__Records supplied__:
※ ※ ※

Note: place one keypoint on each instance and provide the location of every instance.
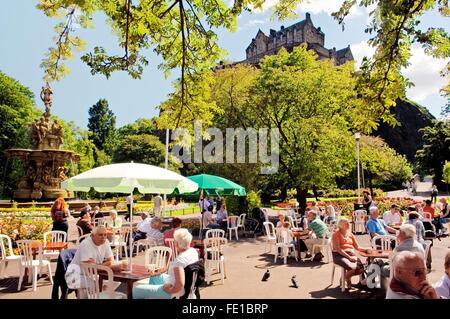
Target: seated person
(330, 213)
(429, 208)
(84, 222)
(114, 222)
(406, 239)
(442, 287)
(96, 213)
(176, 224)
(377, 226)
(208, 221)
(142, 228)
(155, 233)
(409, 280)
(94, 249)
(281, 219)
(344, 245)
(392, 216)
(413, 219)
(317, 229)
(170, 285)
(222, 216)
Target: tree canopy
(101, 124)
(182, 32)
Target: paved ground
(246, 262)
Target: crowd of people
(406, 270)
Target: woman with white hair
(344, 246)
(167, 286)
(114, 221)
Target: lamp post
(357, 138)
(166, 164)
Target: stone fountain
(45, 163)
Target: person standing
(130, 201)
(367, 200)
(59, 213)
(434, 193)
(157, 201)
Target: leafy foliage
(102, 124)
(183, 33)
(436, 149)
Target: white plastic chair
(53, 236)
(241, 221)
(385, 242)
(147, 243)
(171, 243)
(6, 257)
(34, 266)
(427, 250)
(92, 281)
(271, 236)
(283, 245)
(119, 242)
(427, 217)
(324, 246)
(342, 279)
(158, 256)
(293, 222)
(360, 221)
(214, 259)
(99, 222)
(80, 231)
(233, 226)
(81, 238)
(214, 233)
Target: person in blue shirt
(376, 226)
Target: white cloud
(254, 22)
(424, 72)
(360, 50)
(321, 6)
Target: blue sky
(26, 34)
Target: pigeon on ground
(294, 282)
(266, 275)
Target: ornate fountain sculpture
(44, 164)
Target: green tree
(382, 165)
(17, 110)
(102, 125)
(435, 150)
(182, 32)
(145, 149)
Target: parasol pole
(166, 164)
(130, 237)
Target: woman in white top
(442, 287)
(167, 286)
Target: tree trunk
(370, 183)
(283, 193)
(316, 195)
(301, 198)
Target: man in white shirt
(392, 216)
(154, 234)
(130, 201)
(94, 249)
(157, 201)
(142, 228)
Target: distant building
(292, 36)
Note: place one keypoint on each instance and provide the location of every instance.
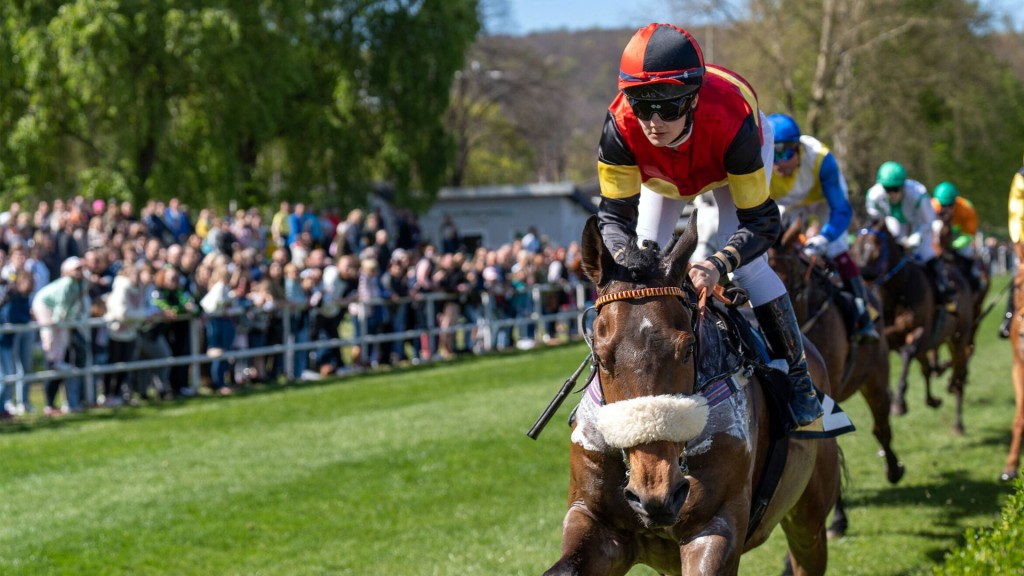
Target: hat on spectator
(71, 263)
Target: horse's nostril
(679, 495)
(632, 497)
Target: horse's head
(876, 250)
(643, 345)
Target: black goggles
(785, 151)
(669, 110)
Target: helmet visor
(785, 151)
(668, 110)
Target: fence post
(289, 338)
(195, 325)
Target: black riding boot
(865, 331)
(946, 293)
(784, 340)
(1005, 326)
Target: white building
(491, 216)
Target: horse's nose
(658, 507)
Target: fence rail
(487, 327)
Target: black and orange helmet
(662, 62)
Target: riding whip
(559, 398)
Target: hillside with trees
(935, 85)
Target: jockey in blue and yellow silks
(807, 181)
(680, 127)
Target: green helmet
(892, 174)
(946, 193)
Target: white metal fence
(493, 331)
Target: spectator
(217, 303)
(177, 304)
(449, 236)
(280, 227)
(330, 312)
(125, 313)
(15, 348)
(176, 221)
(62, 300)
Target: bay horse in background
(967, 266)
(1010, 470)
(852, 366)
(670, 483)
(914, 325)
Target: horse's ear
(597, 260)
(792, 234)
(682, 249)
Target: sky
(535, 15)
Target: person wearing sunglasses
(808, 183)
(905, 205)
(678, 128)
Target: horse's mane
(640, 264)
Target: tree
(241, 100)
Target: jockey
(906, 207)
(807, 181)
(957, 212)
(1016, 207)
(681, 127)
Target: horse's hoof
(895, 474)
(836, 532)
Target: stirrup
(1005, 326)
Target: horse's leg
(804, 526)
(589, 547)
(1014, 456)
(840, 522)
(899, 403)
(926, 373)
(714, 552)
(879, 398)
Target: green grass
(426, 471)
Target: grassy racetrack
(427, 471)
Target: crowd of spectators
(148, 273)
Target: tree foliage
(236, 99)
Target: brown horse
(670, 484)
(1017, 340)
(852, 366)
(913, 325)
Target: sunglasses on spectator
(669, 111)
(785, 151)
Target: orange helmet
(660, 62)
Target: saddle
(726, 339)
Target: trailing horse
(1010, 470)
(914, 325)
(666, 470)
(852, 366)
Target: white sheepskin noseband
(651, 418)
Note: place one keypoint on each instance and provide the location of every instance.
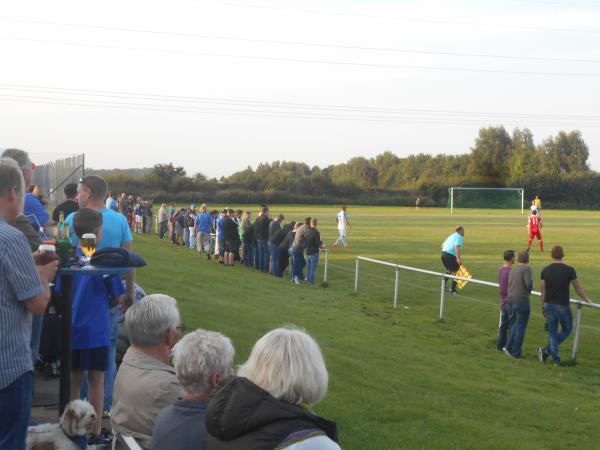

※ ※ ※

__What you need to do__: Only the lines from the one containing "Target: horse's ear" through the final line of the records should be transcribed, exactly and with no pictures.

__Response area__:
Target: horse's ear
(597, 260)
(792, 234)
(682, 249)
Target: sky
(535, 15)
Target: person wearing sunglasses
(808, 183)
(905, 205)
(678, 128)
Target: horse's mane
(640, 264)
Target: tree
(241, 100)
Target: jockey
(906, 207)
(807, 181)
(957, 212)
(1016, 207)
(681, 127)
Target: horse's hoof
(895, 474)
(836, 532)
Target: stirrup
(1005, 326)
Target: horse's leg
(804, 526)
(589, 547)
(1014, 456)
(840, 522)
(899, 403)
(926, 373)
(714, 552)
(879, 398)
Target: green grass
(426, 471)
Target: grassy racetrack
(427, 471)
Target: crowd of spectators
(148, 273)
Target: tree foliage
(236, 99)
Target: brown horse
(670, 484)
(1017, 340)
(852, 366)
(913, 325)
Target: sunglasses on spectator
(669, 111)
(785, 151)
Target: orange helmet
(660, 62)
Target: saddle
(726, 339)
Target: trailing horse
(1010, 470)
(914, 325)
(666, 470)
(852, 366)
Target: white sheepskin noseband
(651, 418)
Note: place one keypoint on each instance and provide the location of every instance.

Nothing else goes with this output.